== Exercise inputs

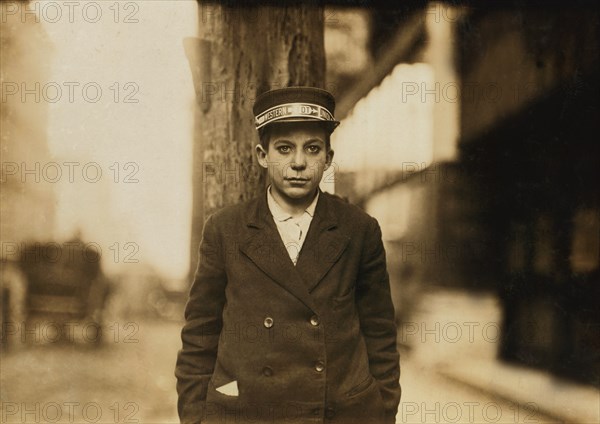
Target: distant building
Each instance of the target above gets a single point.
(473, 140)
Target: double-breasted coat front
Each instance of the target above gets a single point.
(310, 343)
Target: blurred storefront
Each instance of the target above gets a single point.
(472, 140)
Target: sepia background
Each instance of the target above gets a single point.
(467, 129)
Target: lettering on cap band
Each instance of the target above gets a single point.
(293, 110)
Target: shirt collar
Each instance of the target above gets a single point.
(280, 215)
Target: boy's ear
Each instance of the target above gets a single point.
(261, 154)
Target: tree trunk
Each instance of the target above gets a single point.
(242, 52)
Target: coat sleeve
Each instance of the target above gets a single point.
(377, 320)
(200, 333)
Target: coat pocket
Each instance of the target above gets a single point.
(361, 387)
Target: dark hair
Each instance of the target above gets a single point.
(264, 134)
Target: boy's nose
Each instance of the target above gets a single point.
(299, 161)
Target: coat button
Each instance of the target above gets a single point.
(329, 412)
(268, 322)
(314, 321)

====
== Exercise inputs

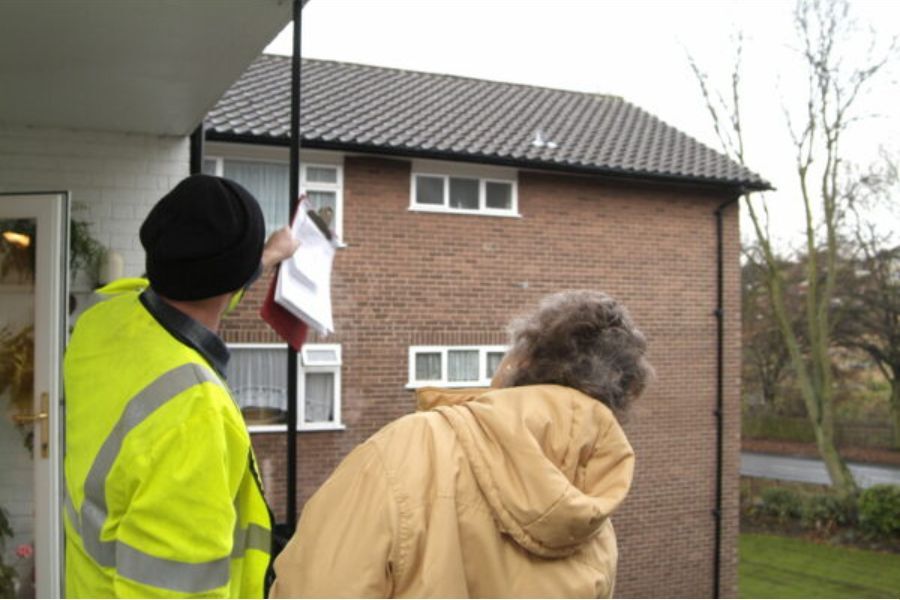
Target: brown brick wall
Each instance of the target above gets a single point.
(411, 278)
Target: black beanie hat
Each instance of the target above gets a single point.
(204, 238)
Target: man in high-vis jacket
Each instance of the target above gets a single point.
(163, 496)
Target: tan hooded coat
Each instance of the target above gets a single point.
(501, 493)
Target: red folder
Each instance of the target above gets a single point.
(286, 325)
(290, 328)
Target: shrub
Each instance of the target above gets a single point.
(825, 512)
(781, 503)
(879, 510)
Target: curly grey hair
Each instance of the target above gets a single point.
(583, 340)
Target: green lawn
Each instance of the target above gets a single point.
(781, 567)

====
== Exercise inputs

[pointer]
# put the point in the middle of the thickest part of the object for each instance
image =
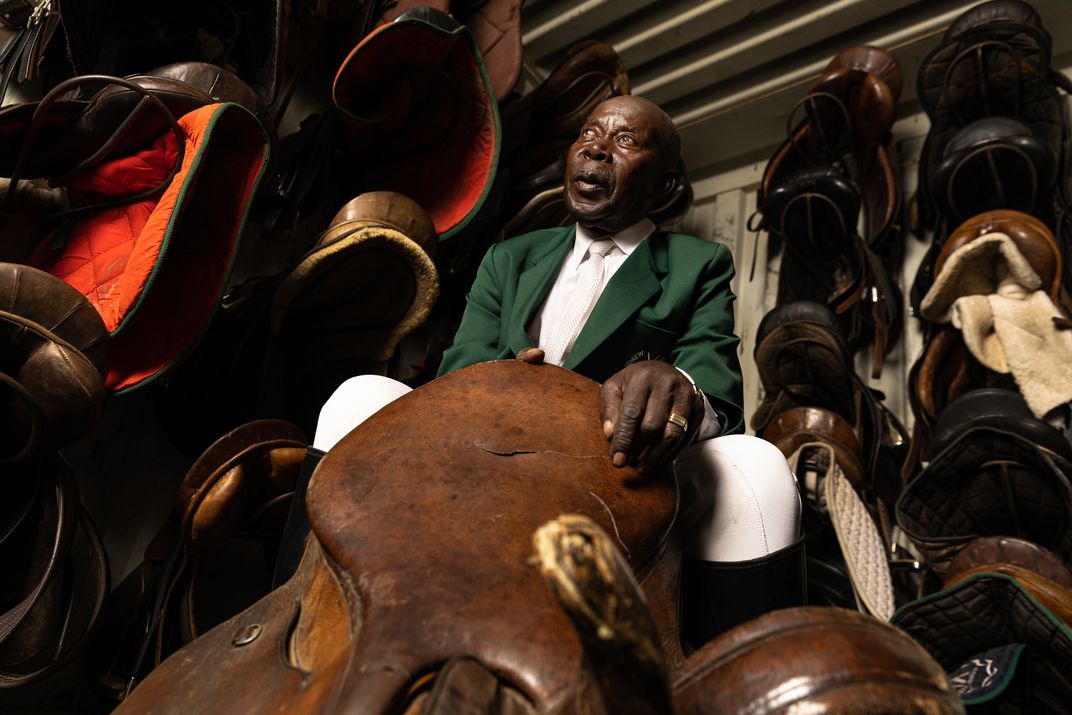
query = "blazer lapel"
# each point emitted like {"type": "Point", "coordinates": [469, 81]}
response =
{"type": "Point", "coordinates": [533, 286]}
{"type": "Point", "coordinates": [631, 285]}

====

What to work on: Once you reach the line with "Target: distant building" in the data above, copy it and every line after it exactly, up to and including the line with "Target: sepia background".

Your response:
Target: distant building
Each instance of the target above gets a single point.
(473, 140)
Target: double-breasted coat front
Each instance of the target above gets a single point.
(310, 343)
Target: blurred storefront
Each instance of the target above gets a single point.
(472, 140)
Target: sepia background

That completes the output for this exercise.